◆ **Requirements**: Edit every item below, changing "Target" to "Object" wherever it occurs and leaving everything else unchanged.

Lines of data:

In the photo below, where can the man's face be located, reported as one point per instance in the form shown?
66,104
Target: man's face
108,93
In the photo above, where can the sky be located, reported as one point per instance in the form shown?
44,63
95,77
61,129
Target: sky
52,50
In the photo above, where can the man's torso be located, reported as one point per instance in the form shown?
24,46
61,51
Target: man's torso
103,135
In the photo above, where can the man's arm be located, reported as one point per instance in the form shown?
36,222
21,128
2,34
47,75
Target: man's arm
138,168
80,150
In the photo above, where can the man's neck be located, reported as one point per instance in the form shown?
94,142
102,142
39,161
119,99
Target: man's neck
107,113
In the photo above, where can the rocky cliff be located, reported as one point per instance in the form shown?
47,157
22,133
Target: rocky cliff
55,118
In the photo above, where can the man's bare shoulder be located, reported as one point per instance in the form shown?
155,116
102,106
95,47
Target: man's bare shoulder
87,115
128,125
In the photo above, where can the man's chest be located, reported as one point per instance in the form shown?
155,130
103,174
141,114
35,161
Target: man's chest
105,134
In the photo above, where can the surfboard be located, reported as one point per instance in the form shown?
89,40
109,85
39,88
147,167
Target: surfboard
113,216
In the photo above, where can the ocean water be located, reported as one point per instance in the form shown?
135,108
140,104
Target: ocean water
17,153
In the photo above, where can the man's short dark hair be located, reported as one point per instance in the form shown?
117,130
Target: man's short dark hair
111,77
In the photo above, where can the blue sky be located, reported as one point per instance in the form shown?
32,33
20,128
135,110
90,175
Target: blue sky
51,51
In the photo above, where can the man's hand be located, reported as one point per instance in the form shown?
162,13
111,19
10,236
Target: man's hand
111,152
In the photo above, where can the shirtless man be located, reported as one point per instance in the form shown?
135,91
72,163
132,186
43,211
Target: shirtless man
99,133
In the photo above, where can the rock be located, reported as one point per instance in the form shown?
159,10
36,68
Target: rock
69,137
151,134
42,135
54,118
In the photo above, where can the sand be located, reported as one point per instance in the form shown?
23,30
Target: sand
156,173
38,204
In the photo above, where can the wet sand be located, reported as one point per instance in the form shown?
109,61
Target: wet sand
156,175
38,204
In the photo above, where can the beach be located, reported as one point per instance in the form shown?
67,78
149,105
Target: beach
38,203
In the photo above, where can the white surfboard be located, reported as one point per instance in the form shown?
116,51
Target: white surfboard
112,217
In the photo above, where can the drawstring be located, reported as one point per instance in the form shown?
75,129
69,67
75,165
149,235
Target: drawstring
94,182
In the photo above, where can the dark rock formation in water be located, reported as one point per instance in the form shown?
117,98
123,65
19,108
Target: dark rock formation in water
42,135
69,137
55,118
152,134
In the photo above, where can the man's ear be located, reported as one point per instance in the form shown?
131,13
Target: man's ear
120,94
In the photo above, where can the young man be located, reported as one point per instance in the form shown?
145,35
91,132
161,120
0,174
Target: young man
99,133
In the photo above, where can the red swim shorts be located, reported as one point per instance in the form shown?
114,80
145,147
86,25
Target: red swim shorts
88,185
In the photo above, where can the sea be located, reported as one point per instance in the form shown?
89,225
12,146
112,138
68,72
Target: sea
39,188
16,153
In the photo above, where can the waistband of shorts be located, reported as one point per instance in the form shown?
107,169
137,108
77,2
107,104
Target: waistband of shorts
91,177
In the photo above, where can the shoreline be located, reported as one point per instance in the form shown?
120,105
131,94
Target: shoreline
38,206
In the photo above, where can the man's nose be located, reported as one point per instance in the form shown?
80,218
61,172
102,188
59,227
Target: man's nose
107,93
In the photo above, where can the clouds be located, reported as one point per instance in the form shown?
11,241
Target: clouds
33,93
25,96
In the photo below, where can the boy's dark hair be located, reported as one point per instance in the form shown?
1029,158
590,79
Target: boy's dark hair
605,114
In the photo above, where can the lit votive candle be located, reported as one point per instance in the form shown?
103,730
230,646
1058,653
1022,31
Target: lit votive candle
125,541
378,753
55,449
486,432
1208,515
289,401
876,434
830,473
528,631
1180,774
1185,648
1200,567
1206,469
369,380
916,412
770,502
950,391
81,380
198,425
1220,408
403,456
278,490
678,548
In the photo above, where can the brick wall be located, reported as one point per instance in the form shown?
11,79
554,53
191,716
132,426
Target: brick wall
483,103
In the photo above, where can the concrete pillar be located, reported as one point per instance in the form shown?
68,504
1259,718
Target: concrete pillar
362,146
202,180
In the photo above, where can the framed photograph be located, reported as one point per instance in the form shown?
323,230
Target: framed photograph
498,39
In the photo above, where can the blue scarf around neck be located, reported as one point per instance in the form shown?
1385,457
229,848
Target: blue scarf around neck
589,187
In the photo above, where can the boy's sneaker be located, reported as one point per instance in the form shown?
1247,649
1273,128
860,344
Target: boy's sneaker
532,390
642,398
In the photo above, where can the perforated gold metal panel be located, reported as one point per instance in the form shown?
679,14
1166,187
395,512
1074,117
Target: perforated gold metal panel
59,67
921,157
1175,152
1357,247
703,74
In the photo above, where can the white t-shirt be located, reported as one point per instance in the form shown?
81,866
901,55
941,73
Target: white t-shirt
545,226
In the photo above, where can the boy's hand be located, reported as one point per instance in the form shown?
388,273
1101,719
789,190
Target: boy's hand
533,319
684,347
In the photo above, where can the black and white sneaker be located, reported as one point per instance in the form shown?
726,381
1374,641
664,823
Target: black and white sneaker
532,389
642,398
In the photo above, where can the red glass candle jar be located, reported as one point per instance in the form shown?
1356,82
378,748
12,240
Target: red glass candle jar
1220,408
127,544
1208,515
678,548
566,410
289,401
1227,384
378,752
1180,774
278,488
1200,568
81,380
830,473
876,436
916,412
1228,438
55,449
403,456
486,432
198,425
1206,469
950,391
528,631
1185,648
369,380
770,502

◆ **Reply to the task**:
In the photo below, where can the man's face be located, reported as one point per instance in the form shown?
66,104
Object: man's face
108,93
In the photo above, where can the sky be located, reported as one point per instance in the form shown?
44,63
95,77
61,129
Object: sky
52,50
In the photo above, where can the man's torso be located, reported as one point per instance in the form shown?
24,46
61,51
Object: man's torso
103,135
In the photo above, where can the man's arm be located, reported as one point per instance in the form shown?
36,222
21,128
2,34
47,75
Object: man's arm
138,168
80,150
In the photo above, where can the man's neck be located, reported as one point per instance in the form shown?
94,142
102,142
39,161
119,99
Object: man's neck
107,113
In the photo above, where can the rocky cliff be located, reported as one point per instance in the form shown?
47,157
22,133
Object: rocky cliff
55,118
In the photo above, where can the man's bare shoulder be located, reported as one point per instance in the form shown?
155,116
102,106
95,47
Object: man's bare shoulder
87,115
128,125
In the photo above, where can the man's chest be located, reported as one point per instance in the form shown?
155,130
103,174
141,114
35,161
Object: man's chest
105,134
In the photo above, where can the surfboard be located, reported as one point per instance in the form shown?
89,40
109,85
39,88
147,167
Object: surfboard
113,216
In the photo above, where can the ocean water be located, reported as one point per instance in the form shown?
135,108
140,104
Object: ocean water
17,153
In the photo above, where can the man's short dark hair be located, reported as one point per instance in the form shown?
117,130
Object: man's short dark hair
111,77
In the photo above, where can the blue sky be located, reported as one point per instance in the form shown?
32,33
20,128
135,110
90,175
Object: blue sky
51,51
In the photo above, where can the man's hand be located, reported as one point per instance in the form shown?
162,13
111,19
10,236
Object: man's hand
111,152
In the photo above, where can the shirtless man be located, reported as one point per instance in the form shown?
135,91
72,163
132,186
43,211
Object: shirtless man
99,133
In the photo above, where can the rock be located, reported as one point per instance in the form shown?
159,10
36,68
Object: rock
69,137
151,134
42,135
54,118
In the photo above, where can the sand be located, reported as one point per instance in the form shown?
23,30
Object: sand
156,173
38,204
In the photo above, where can the wet sand be located, reported as one point per instance in the form shown?
109,61
Object: wet sand
156,175
38,204
In the photo above, where can the beach be located, reported as one point per instance in the form shown?
67,78
149,105
Object: beach
38,203
In the photo above, where can the white surfboard be located, reported as one point per instance in the form shown?
116,51
Object: white surfboard
112,217
In the photo above, where can the drawstring be located, reported as one point per instance in the form shown?
75,129
69,67
75,165
149,235
Object: drawstring
94,182
In the photo above, where can the dark rock formation in water be located, reported as one point per instance in the form shown?
117,98
123,65
19,108
Object: dark rock formation in water
42,135
69,137
55,118
152,134
In the photo above, where can the man's ear be located, reported as one point per instance in the form shown?
131,13
Object: man's ear
120,94
In the photo above, where can the young man be located, reported as one point per instance in the form shown?
145,35
91,132
161,120
0,174
Object: young man
99,133
In the photo above, where can the red swim shorts be located, reported as one point per instance in the form shown?
114,80
145,147
86,25
Object: red swim shorts
88,185
In the photo above, where can the sea be located, reported as one point per instance in the form shown?
89,225
12,146
112,138
68,72
Object: sea
39,188
16,153
In the photo above, where can the waistband of shorts be located, reported as one point per instance in the form shown?
107,169
137,108
77,2
107,104
Object: waistband of shorts
91,177
In the photo above, where can the shoreline be located, reported as one point per instance in the form shown?
120,105
131,94
Object: shoreline
38,206
In the photo above, where can the man's nose be located, reported as one point per instance in the form shown?
80,218
61,172
102,188
59,227
Object: man's nose
107,93
In the photo above, where can the clouds be located, reported as one point per instance in the form shown?
11,241
Object: clouds
33,93
25,96
In the photo below, where can the boy's dark hair be located, reported as one point per instance in the form shown?
1029,158
590,79
Object: boy's dark hair
605,114
In the photo above, where can the lit votive candle be located, reported as one point per instance in the form shown?
103,730
230,646
1058,653
1022,31
Object: lit votive candle
125,541
378,753
55,449
486,432
1208,515
289,401
876,434
830,473
528,631
1180,774
1185,648
1200,567
1206,469
369,380
916,412
770,502
950,391
81,380
198,425
1220,408
403,456
278,490
678,548
In the photo above, where can the brick wall be located, reported as one point per instance in the form shown?
11,79
554,53
191,716
132,426
Object: brick wall
483,103
In the photo above, where can the concrete pillar be located, reported as one point per instance in the form shown?
68,504
1259,718
Object: concrete pillar
362,146
202,180
In the photo above, where can the framed photograph be located, reported as one point per instance in the form shown?
323,230
Object: framed photograph
498,39
In the photo above, where can the blue scarf around neck be located, reported as one point per instance in the form shown?
1385,457
229,848
Object: blue scarf around neck
589,187
In the photo above, where can the boy's sneaker be located, reported as one point per instance in the form shown?
1247,649
1273,128
860,344
Object: boy's sneaker
532,390
642,398
In the photo above, where can the perforated gold metal panel be located, reported as one point per instance in the form shown?
679,14
1166,187
395,512
1074,117
Object: perforated gold metal panel
59,67
921,157
1175,152
1357,247
703,74
In the photo above, where can the white t-shirt be located, reported as one point per instance in the form shown?
81,866
901,55
941,73
Object: white t-shirt
545,226
In the photo above, where can the boy's hand be located, reported as one point per instance in the form shown?
388,273
1101,719
789,190
Object: boy's hand
533,319
684,347
In the photo above, where can the black and white sneaker be located, reported as one point per instance in the form shown?
726,381
1374,641
664,823
Object: black and white sneaker
532,389
642,398
In the photo above, where can the red glass candle jar be located, reported as one point per instance in the form shown?
1356,82
378,748
12,240
Object: red glass candle jar
1220,408
127,544
1208,515
678,548
566,410
289,401
1227,384
378,752
1180,774
278,488
1200,568
81,380
830,473
876,436
916,412
1228,438
55,449
403,456
486,432
198,425
1206,469
950,391
528,631
1185,648
369,380
770,502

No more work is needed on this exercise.